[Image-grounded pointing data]
- Opening Delimiter -
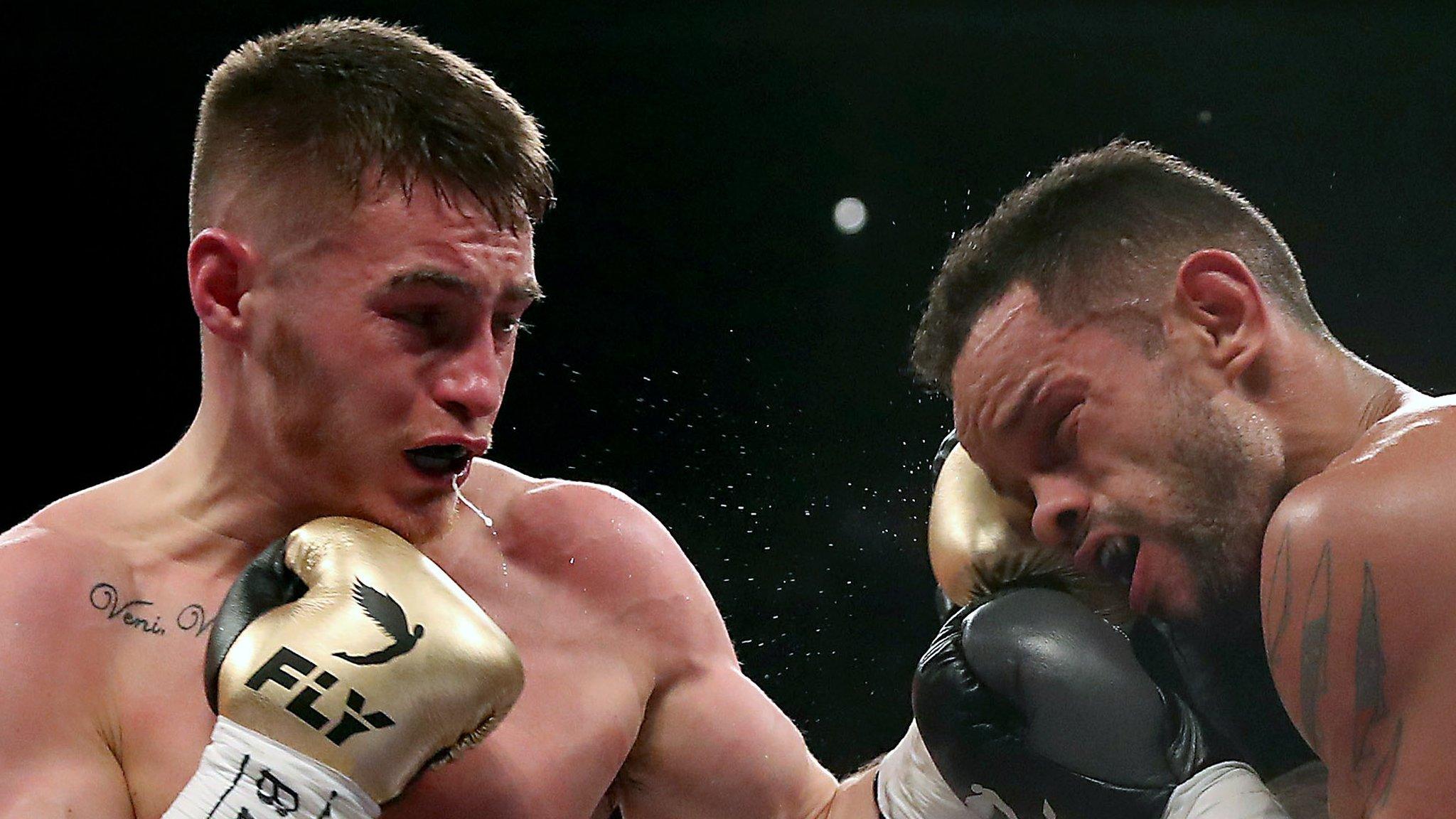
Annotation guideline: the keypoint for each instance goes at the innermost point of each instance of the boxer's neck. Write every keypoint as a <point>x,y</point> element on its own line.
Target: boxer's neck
<point>211,481</point>
<point>1322,400</point>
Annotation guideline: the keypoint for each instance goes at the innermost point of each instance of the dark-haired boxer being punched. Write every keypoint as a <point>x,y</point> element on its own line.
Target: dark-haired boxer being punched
<point>1132,356</point>
<point>363,208</point>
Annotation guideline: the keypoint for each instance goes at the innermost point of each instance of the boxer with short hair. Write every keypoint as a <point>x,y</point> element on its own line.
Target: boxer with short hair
<point>1132,355</point>
<point>363,208</point>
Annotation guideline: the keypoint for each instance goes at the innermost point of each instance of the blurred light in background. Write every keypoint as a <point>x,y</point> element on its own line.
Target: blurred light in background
<point>851,216</point>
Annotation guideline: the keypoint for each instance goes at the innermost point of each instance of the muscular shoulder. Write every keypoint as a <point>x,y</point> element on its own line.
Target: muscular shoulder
<point>41,563</point>
<point>1359,566</point>
<point>1389,500</point>
<point>604,545</point>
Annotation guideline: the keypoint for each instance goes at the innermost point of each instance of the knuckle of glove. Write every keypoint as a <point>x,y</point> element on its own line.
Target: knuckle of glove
<point>982,542</point>
<point>380,666</point>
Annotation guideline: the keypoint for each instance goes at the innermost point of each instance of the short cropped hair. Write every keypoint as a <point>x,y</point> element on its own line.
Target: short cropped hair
<point>1100,229</point>
<point>365,102</point>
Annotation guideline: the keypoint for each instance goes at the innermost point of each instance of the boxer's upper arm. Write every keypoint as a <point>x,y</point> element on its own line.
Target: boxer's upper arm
<point>711,742</point>
<point>55,759</point>
<point>1357,574</point>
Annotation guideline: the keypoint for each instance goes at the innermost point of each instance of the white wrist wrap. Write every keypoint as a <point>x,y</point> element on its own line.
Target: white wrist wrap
<point>911,787</point>
<point>247,774</point>
<point>1228,791</point>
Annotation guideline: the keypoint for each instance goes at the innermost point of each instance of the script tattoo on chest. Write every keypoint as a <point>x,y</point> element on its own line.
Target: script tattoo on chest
<point>140,616</point>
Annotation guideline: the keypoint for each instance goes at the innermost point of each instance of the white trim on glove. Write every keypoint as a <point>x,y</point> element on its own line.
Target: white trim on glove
<point>242,769</point>
<point>911,787</point>
<point>1226,791</point>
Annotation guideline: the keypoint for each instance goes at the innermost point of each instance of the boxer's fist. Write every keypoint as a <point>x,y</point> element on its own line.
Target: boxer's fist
<point>1037,700</point>
<point>980,542</point>
<point>348,646</point>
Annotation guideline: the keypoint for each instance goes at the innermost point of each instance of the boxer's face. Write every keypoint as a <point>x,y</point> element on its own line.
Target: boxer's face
<point>390,331</point>
<point>1108,445</point>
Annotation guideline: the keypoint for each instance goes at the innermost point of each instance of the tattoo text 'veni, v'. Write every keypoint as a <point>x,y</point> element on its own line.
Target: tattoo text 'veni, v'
<point>136,612</point>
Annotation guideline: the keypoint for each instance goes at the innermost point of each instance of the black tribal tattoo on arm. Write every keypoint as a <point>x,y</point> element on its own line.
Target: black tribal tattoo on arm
<point>1376,730</point>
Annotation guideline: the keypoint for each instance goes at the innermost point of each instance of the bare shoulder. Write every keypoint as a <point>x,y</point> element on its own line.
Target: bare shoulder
<point>43,560</point>
<point>1357,573</point>
<point>612,550</point>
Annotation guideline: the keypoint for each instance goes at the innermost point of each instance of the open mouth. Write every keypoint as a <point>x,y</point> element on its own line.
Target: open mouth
<point>444,459</point>
<point>1117,559</point>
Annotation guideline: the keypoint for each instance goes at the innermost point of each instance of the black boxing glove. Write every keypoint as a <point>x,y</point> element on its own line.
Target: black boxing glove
<point>1029,703</point>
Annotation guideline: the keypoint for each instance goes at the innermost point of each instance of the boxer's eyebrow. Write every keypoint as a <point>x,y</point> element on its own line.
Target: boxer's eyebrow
<point>523,290</point>
<point>434,279</point>
<point>1011,414</point>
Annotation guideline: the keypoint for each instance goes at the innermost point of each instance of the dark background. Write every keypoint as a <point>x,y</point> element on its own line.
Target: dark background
<point>712,344</point>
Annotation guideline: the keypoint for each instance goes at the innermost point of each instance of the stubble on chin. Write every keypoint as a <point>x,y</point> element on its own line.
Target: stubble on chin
<point>1226,503</point>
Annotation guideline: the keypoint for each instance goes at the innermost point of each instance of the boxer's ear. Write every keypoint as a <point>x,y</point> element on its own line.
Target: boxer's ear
<point>1219,306</point>
<point>219,266</point>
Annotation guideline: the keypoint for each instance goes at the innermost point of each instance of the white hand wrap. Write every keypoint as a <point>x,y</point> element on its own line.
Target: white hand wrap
<point>244,770</point>
<point>911,787</point>
<point>1228,791</point>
- Closing Delimiter -
From the first line to the last, repeat the data above exactly and leave the pictures out.

Annotation guideline: the keypoint for each instance goes at the innermost point of each instance of the boxer's neck. Write every keypoint as a <point>x,y</point> element on its own line.
Target: boxer's neck
<point>211,481</point>
<point>1322,400</point>
Annotation guideline: the keypoint for each instance goes at the innermost point of each instance of the dark-haired boxer being punched. Write every keypoint as a <point>x,y</point> element on its own line.
Target: dark-haired boxer being punched
<point>1132,356</point>
<point>363,208</point>
Annotation guideline: the keypoint for each instance goes at the innermost point of each instance of the boxer with short hair. Write every keypoint as a <point>x,y</point> element on its own line.
Target: boxer with short hair
<point>1132,355</point>
<point>363,208</point>
Annotation guideline: the keypoint for each instance goes at the innermost point of each instance of the blurred light in background. Write every keypoint as a <point>x,y</point> element on its own line.
Target: blurred light in background
<point>851,216</point>
Annotation guideline: the keypoint for each instance goes at the innermost point of each instance of the muscular shoulder. Write every keypoint as a <point>x,y</point> element on its own line.
Target: muscular shoulder
<point>41,563</point>
<point>1359,566</point>
<point>1389,500</point>
<point>604,545</point>
Annotation guideline: the keypoint for each instance goes at the innermost point of each instance of the knuckle of glove. Write every keypoint as a <point>x,y</point> element on its own line.
Target: knuckle of glove
<point>982,542</point>
<point>380,666</point>
Annotation guideline: the keypoint for each instance goes at the innermost point of each instance of the short cropped hair. Write every keypoint as a <point>x,y</point> element on its own line.
Target: short cropped hair
<point>1100,229</point>
<point>365,102</point>
Annotation guideline: the keypoint for each instance goes at the innermost point of each instance of the boxer's upper arm. Write every keypoint as a <point>x,y</point> element on its own line.
Target: boxer's upper arm
<point>711,742</point>
<point>55,759</point>
<point>1357,574</point>
Annotation guideline: the keypoint for each instance goes at the innermost point of each instance of the white wrist wrap. Write every keypoint as a <point>x,y</point> element on its own line.
Target: white wrist wrap
<point>911,787</point>
<point>247,774</point>
<point>1228,791</point>
Annotation guideline: the keypoint for each instance goes at the innermost point of each instance of the script tattoo on chest. Write every keypoint as a <point>x,y</point> element on its own line.
Target: script tattoo on chest
<point>140,616</point>
Annotation guideline: the keypoint for each instance goes at the innermost point of each instance of the white trim on glove. Write every keypoint as a <point>x,y</point> element on its own line.
Target: white trim on glove
<point>242,769</point>
<point>911,787</point>
<point>1226,791</point>
Annotation guideline: the keypoint for each instance goes at the innermost point of each instance of the boxer's fist. Write every keypoint as a <point>x,y</point> element on its own line.
Target: boxer's fist
<point>1037,700</point>
<point>980,542</point>
<point>348,646</point>
Annotation guideline: the keypoint for each instance goes at the innermost point of each instance of the boxer's face. Write every keypoint as a <point>x,y</point> element on its own line.
Target: boxer's face
<point>390,331</point>
<point>1108,445</point>
Annotation guideline: the keypoint for each instance goes at the innermost point of each instance of the tattoo text 'veni, v'. Write every keypoint as a <point>x,y</point> element on its own line.
Target: tattoo text 'veni, v'
<point>136,612</point>
Annotation guideline: the keypoint for each instance goes at the innermost point of each instance of the black tribal tattoo on arm. Write every keypoint as a <point>x,y</point> element on its own line.
Target: black tribal tattoo on arm
<point>1376,730</point>
Annotation guideline: the keypoint for each instance goes at the innermost point of each instance of the bare shoulder. Write every keypoint as a <point>x,y</point> element on its own line.
Target: bare shoulder
<point>43,560</point>
<point>1357,573</point>
<point>612,550</point>
Annotation guideline: the keypoint for each instance goes at the innermost point of each instance of the open mouth. Write every keypoint as a <point>x,y</point> element on its own line.
Target: open mouth
<point>444,459</point>
<point>1117,559</point>
Annotation guideline: the keypoint for each instance goes at the innermost point of each instance of the black boxing glove. Write every keypoint as a <point>x,y</point> element on its own line.
Target: black boxing glove
<point>1029,703</point>
Annotation guideline: the keypoint for each instance goes at the innermost point of each instance of the boxer's eyebrow. Write every keypoint as a <point>x,y</point> element on its own line.
Target: boxer's eyebrow
<point>523,290</point>
<point>434,279</point>
<point>1011,414</point>
Annotation guideline: the keypoint for each instance goes at the innermost point of each instance of the dark background. Write every keypoint as a <point>x,y</point> element on its own line.
Target: dark background
<point>712,344</point>
Annotation guideline: the keypoint for each instance goes at the innermost point of each instance of the stubble on chin. Write every keypoint as a <point>x,y</point> element on its own line.
Target: stubble on chin
<point>1226,503</point>
Annotation guideline: the keypoint for each instance goes at the innermost point of each instance of the boxer's ear. Write every keypoint as a <point>x,y</point> element on its own line.
Target: boxer's ear
<point>1219,306</point>
<point>219,266</point>
Annotation guideline: the keypoint for each instance goes at the innermost point of each instance of the white hand wrap. Write every keypoint as a <point>x,y</point> element on its own line.
Target: white hand wrap
<point>244,770</point>
<point>911,787</point>
<point>1228,791</point>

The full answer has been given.